### [Source passage]

•••••

Wherefore, I&E supports the Settlement Agreement as being in the public interest and respectfully requests that the Commission approve the Settlement in its entirety without modification.

Respectfully submitted,
Michael L. Swindler
Deputy Chief Prosecutor
PA Attorney ID No. 43319

Pennsylvania Public Utility Commission
Bureau of Investigation and Enforcement
Commonwealth Keystone Building
400 North Street
Harrisburg, PA 17120
(717) 783-6369
mswindler@pa.gov
Dated: August 14, 2023


Appendix C

Pennsylvania Public Utility Commission,:
Bureau of Investigation and Enforcement:
:
   v.:Docket No. M-2023-3037937
:
Duquesne Light Company :

DUQUESNE LIGHT COMPANY'S STATEMENT IN SUPPORT OF SETTLEMENT


TO THE HONORABLE PENNSYLVANIA PUBLIC UTILITY COMMISSION:

I. Introduction

 Duquesne Light Company (''Duquesne Light'' or the ''Company'') hereby submits this Statement in Support of the Joint Petition for Approval of Settlement (''Settlement'') entered by the Company and the Pennsylvania Public Utility Commission's (''Commission'') Bureau of Investigation and Enforcement (''I&E''). This Settlement, if approved, resolves all issues in the above-captioned proceeding, which concerns I&E's informal investigation into certain terminations of residential service on three nonconsecutive days in November of 2022.

 Duquesne Light provides electric distribution, transmission, and default supply service to approximately 600,000 customers in its certificated service territory, which comprises approximately 817 square miles in Allegheny County and Beaver County, Pennsylvania. Duquesne Light is a ''public utility'' and ''electric distribution company'' as those terms are as defined under the Pennsylvania Public Utility Code, 66 Pa.C.S. §§ 102, 2803.

 In December 2022, the Company contacted I&E and BCS to inform the Commission that it had terminated service to certain customers in November 2022, without providing the customers 10-day termination notices as required by the Commission's regulations. Among these customers were customers who were charged reconnection fees and customers who were assessed a security deposit to restore their service. On January 30, 2023, BCS summarized its discussion with the Company in a memo to I&E and on April 12, 2023, I&E submitted Data Requests—Set I (''Data Requests'') to the Company. The parties exchanged information and engaged in settlement negotiations as part of this informal investigation. As a result of these efforts, the parties reached a Settlement that resolves all issues without the need for litigation. Under this Settlement, the Company will pay a civil penalty of $50,000. This Settlement also obviates the need for the parties and the Commission to devote resources to a litigated formal complaint proceeding. For these reasons and as set forth below, the Settlement is just and reasonable, and should be approved.

•••••

### [Information shown]
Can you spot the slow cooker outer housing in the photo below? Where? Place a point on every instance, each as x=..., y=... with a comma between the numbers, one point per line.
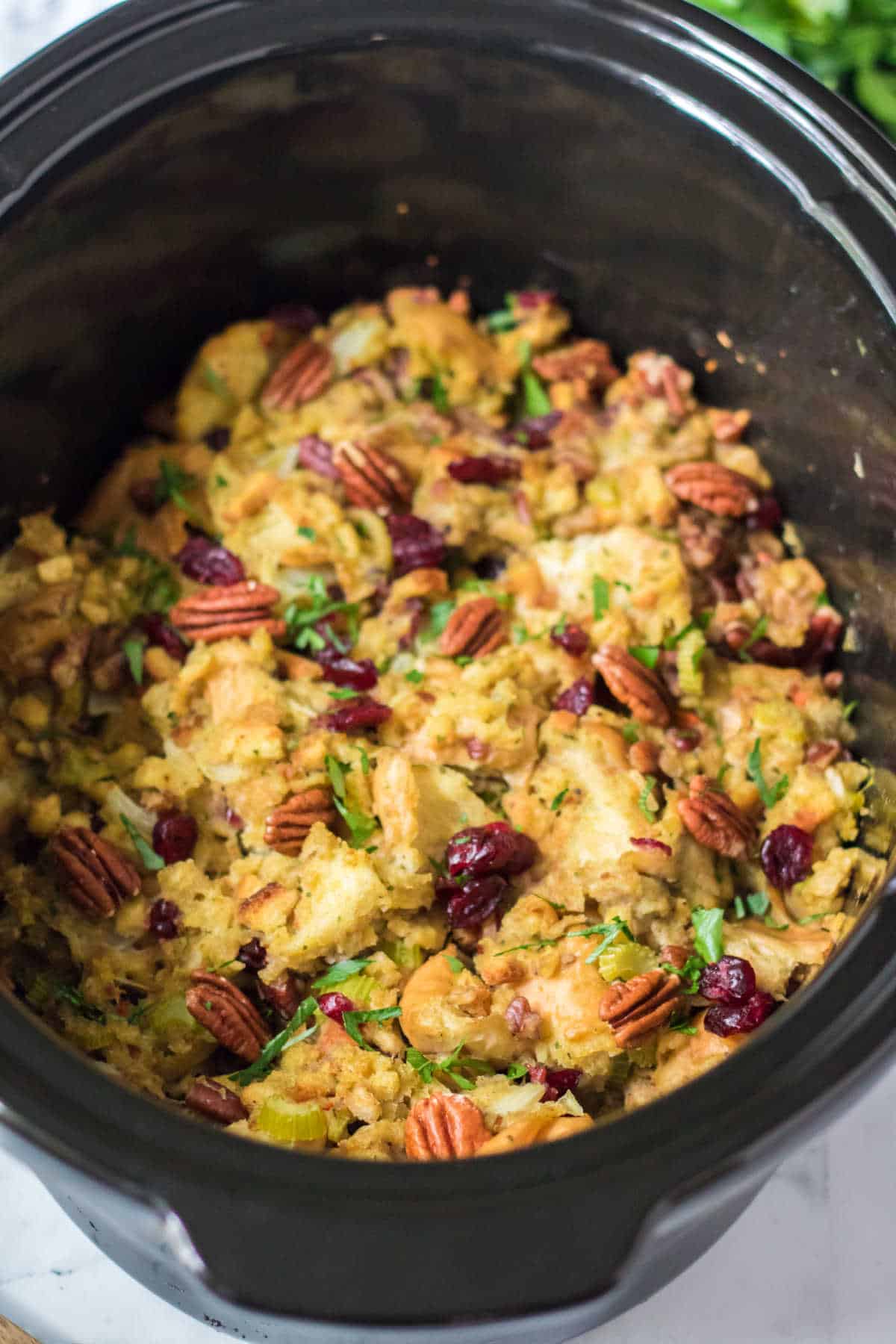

•••••

### [Written instruction]
Under the Duquesne Light settlement filing, what civil penalty will the company pay?

### [Correct answer]
$50,000